Activity » Where in the entries below does "strap" appear? Copy every line that has it.
=== Data to process ===
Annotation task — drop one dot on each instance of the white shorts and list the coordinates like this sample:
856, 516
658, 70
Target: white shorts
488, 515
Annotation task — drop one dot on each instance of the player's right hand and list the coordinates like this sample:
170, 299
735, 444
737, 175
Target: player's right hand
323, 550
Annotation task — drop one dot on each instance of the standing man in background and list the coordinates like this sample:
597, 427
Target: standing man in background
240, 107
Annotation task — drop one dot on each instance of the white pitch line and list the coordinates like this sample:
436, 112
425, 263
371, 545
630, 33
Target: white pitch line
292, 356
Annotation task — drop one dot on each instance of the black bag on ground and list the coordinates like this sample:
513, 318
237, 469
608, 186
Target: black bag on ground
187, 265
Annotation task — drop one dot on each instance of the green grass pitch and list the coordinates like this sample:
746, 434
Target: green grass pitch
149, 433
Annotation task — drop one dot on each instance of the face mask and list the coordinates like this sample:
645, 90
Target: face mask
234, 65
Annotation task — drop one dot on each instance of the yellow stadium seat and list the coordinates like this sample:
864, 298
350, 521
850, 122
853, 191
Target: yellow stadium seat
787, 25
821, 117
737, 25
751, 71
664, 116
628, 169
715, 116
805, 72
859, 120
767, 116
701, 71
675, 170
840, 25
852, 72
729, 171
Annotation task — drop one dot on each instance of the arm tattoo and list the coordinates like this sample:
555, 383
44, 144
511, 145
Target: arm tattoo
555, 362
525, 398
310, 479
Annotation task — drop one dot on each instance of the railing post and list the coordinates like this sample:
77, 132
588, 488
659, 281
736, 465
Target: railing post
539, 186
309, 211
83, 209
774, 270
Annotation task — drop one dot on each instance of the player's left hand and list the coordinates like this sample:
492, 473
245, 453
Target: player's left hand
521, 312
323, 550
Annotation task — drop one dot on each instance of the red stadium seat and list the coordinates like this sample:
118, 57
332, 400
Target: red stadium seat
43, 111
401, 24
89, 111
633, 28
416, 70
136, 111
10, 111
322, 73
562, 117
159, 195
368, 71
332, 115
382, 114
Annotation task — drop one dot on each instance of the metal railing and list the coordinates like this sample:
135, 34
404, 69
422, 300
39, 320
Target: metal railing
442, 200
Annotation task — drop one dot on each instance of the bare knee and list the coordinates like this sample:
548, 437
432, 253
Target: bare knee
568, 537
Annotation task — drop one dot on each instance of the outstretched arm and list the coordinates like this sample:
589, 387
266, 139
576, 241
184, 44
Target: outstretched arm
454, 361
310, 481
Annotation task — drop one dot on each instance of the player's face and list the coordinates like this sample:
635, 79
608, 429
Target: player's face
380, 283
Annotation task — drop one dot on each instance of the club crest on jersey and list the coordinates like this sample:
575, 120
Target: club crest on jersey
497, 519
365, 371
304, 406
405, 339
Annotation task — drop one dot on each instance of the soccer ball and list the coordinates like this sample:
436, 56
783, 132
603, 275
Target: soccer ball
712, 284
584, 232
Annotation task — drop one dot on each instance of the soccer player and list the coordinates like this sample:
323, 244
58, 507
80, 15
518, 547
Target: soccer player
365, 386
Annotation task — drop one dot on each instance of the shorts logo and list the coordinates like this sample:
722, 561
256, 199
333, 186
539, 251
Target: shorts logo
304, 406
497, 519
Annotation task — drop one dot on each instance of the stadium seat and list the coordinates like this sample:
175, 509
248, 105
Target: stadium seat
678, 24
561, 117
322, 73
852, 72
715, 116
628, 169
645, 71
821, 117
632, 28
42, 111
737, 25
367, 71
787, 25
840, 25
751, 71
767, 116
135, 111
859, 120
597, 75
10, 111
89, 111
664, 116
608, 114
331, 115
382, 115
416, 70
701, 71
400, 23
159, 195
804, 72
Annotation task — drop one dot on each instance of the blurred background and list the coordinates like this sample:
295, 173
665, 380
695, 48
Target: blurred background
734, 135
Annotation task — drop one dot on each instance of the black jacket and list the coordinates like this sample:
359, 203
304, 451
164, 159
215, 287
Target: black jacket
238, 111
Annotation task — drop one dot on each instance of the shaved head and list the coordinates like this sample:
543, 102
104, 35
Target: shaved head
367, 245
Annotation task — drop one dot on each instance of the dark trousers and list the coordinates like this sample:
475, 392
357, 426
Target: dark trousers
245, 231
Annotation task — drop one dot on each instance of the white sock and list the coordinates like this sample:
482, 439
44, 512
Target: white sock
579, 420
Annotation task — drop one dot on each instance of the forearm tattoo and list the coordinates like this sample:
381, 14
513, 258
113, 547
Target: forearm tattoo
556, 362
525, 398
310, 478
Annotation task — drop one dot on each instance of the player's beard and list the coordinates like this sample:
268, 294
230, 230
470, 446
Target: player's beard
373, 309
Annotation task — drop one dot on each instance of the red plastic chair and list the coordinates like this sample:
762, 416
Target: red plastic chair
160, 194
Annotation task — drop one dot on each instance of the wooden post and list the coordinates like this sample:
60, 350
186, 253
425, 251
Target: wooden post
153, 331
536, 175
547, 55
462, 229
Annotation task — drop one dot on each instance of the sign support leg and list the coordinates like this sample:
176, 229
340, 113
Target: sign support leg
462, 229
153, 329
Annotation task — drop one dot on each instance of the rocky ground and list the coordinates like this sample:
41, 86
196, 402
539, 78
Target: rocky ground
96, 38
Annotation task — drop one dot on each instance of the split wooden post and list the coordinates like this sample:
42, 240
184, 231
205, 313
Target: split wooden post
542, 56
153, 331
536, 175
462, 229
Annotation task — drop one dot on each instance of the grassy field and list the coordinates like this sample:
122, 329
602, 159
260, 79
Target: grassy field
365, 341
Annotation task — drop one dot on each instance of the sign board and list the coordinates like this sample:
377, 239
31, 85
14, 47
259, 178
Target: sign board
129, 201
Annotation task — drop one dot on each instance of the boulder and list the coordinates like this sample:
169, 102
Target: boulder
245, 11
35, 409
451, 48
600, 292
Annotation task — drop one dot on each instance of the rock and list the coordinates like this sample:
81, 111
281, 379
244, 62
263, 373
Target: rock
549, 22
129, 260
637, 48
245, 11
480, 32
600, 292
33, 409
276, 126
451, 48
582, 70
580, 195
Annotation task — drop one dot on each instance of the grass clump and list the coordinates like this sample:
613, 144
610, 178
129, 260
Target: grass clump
===
=== Data to process ===
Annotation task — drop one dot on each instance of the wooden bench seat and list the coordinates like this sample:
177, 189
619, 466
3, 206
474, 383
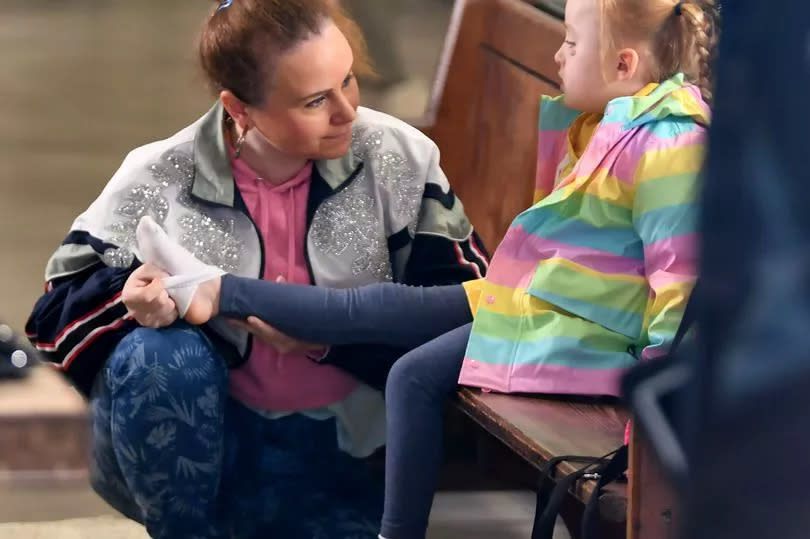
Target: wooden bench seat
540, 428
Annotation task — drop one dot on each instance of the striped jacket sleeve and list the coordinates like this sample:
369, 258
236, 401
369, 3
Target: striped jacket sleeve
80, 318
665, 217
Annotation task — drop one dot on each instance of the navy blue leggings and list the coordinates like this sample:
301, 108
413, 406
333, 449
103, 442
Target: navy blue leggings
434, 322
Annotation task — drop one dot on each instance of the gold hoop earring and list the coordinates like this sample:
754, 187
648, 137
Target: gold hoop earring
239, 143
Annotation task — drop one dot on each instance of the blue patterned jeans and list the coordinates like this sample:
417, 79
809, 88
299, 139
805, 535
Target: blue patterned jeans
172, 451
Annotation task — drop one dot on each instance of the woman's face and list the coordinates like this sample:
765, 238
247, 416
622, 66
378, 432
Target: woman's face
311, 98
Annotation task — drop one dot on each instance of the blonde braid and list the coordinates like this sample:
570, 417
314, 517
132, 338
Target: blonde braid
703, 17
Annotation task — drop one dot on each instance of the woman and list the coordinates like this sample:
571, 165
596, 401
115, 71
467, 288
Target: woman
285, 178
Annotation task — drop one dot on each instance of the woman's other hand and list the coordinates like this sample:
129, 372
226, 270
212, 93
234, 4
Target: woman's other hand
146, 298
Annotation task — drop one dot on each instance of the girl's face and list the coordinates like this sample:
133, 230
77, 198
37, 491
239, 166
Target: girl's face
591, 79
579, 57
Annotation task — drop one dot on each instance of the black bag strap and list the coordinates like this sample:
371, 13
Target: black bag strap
===
The answer »
Annotation task — drop one dot on each instance of the black bag strap and list the coordinates like this sample:
Target: black bag strap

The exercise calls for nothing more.